** Start of Quoted text **

Having been teased during season 1’s finale, in “Akane no Mai” we finally enter Shogun World, with far greater emphasis on story and characterisation than usual. A different location and fresh faces gave this episode a renewed sense of discovery, although I couldn’t shake a concern Westworld has opened up a new frontier when it should be focusing on the one we’ve invested the most time in.
The flashbacks haven’t always been easy to follow this year, but there was less flitting around in the timeline during this hour. The present day only featured in the opening with Bernard (Jeffrey Wright) inside the Delos control centre, watching Karl Strand’s (Gustaf Skarsgård) security team retrieve drowned host bodies from the flooded reservoir they’re draining.
It’s the aftermath of a terrible massacre Bernard feels uncomfortable being around (as we know he blames himself for whatever happened), but the puzzle piece of most interest was Strand being informed that a third of the hosts pulled out of the water didn’t have any programming. How could those hosts function without any coding? Were they being controlled by a more powerful entity elsewhere, essentially under a kind of remote control?

** End of Quoted text **
** Start of Recorded data **

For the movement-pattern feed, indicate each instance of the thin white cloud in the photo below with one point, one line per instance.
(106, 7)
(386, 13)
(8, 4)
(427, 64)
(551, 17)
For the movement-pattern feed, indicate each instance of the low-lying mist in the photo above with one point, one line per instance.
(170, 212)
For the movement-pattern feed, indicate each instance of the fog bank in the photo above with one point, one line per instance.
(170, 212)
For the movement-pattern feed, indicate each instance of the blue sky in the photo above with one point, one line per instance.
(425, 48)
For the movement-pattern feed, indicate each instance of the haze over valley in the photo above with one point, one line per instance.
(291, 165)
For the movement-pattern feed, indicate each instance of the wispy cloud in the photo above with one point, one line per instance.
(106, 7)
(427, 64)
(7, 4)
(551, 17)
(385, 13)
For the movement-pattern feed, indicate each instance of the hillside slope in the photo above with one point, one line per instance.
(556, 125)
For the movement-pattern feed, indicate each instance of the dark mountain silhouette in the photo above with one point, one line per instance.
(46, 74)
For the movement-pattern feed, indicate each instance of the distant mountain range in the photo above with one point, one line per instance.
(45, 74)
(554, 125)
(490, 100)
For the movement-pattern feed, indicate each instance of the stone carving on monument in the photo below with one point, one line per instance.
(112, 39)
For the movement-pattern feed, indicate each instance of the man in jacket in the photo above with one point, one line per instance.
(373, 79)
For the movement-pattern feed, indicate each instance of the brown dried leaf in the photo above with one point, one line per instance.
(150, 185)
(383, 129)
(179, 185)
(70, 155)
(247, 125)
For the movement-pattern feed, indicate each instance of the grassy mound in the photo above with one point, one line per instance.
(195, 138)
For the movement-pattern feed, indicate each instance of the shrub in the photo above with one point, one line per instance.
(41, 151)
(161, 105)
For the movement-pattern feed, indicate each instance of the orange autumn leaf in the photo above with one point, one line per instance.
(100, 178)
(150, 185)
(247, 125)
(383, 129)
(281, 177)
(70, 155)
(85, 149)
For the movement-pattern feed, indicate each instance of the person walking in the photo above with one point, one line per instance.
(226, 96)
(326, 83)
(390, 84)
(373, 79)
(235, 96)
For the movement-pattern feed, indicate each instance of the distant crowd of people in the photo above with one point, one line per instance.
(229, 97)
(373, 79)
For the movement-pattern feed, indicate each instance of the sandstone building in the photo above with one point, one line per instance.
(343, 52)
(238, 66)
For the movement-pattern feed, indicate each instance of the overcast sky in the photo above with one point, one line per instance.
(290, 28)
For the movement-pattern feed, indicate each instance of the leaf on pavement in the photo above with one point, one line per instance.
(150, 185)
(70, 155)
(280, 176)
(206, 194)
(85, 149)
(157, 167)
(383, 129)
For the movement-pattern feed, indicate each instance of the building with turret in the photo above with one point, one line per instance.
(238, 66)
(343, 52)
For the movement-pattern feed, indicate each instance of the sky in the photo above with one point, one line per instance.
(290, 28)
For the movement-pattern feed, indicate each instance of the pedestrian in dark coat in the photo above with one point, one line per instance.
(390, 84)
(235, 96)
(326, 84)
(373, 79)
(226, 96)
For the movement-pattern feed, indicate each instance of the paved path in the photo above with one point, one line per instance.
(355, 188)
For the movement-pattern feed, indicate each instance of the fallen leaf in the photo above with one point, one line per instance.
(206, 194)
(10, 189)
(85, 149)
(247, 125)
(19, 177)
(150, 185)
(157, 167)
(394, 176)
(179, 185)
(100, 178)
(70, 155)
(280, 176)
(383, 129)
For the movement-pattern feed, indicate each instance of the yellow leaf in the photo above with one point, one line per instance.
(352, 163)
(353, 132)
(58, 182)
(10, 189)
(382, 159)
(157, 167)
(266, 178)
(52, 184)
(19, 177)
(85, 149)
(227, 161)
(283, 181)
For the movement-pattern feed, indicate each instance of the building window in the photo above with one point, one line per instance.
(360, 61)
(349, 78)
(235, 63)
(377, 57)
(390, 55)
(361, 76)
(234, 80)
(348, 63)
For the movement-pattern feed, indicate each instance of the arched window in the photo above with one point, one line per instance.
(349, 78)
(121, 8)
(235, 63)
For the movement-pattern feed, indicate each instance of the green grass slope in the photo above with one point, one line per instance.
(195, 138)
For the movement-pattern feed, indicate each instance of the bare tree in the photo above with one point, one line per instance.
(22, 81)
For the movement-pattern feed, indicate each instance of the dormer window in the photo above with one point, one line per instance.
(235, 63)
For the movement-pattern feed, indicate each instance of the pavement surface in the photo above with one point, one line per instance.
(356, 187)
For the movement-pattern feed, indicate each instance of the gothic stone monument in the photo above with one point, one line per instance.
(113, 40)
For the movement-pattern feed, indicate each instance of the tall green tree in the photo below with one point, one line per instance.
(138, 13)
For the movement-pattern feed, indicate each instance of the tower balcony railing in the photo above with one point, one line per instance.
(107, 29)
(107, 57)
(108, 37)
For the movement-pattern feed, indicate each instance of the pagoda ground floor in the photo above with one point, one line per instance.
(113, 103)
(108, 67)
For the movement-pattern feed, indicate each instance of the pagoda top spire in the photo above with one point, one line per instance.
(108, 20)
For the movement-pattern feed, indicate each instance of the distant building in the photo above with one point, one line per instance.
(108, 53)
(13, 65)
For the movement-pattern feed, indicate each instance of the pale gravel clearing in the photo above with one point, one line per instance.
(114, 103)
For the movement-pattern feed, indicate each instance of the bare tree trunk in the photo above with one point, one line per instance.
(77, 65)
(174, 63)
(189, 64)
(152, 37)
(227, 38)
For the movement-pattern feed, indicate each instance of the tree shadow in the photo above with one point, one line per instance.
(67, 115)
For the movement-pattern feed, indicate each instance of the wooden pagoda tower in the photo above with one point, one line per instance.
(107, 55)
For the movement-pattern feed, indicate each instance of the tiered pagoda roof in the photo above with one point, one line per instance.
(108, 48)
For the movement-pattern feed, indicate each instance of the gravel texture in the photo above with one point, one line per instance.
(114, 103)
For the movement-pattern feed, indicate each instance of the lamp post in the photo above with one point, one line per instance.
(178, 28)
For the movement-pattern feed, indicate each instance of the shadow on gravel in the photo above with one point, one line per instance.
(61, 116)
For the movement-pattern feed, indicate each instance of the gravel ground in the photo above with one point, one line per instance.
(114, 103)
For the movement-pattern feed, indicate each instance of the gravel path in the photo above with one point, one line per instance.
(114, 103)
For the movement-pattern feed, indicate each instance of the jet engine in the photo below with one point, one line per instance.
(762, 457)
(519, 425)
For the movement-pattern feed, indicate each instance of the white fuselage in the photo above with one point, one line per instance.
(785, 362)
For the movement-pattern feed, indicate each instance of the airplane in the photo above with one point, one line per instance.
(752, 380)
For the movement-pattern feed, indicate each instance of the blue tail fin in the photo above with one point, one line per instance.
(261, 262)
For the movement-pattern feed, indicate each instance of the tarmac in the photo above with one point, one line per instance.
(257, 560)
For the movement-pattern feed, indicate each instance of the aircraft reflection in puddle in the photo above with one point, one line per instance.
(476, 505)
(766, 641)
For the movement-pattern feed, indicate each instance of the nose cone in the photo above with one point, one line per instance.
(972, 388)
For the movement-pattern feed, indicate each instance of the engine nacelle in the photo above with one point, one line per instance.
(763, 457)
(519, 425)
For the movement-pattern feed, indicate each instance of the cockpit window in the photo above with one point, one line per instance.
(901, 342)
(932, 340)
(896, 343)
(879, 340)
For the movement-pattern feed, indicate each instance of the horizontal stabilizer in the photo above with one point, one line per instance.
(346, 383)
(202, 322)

** End of Recorded data **

#### [Instruction 1]
Please condense the paragraph of the episode review above that begins "The flashbacks haven’t always been easy to follow" into a shorter version that keeps its main facts.
#### [Instruction 2]
Pick out every line of the listing that contains the string "bare", treating case as significant.

#### [Result 1]
This season's flashbacks have been hard to follow, but this episode moved around the timeline less. The present day appeared only in the opening. Bernard (Jeffrey Wright) watched from the Delos control center as Karl Strand's (Gustaf Skarsgård) security team pulled drowned host bodies from the flooded reservoir being drained.

#### [Result 2]
For the movement-pattern feed, indicate each instance of the bare tree in the photo above with one point, one line per instance.
For the movement-pattern feed, indicate each instance of the bare tree trunk in the photo above with one point, one line per instance.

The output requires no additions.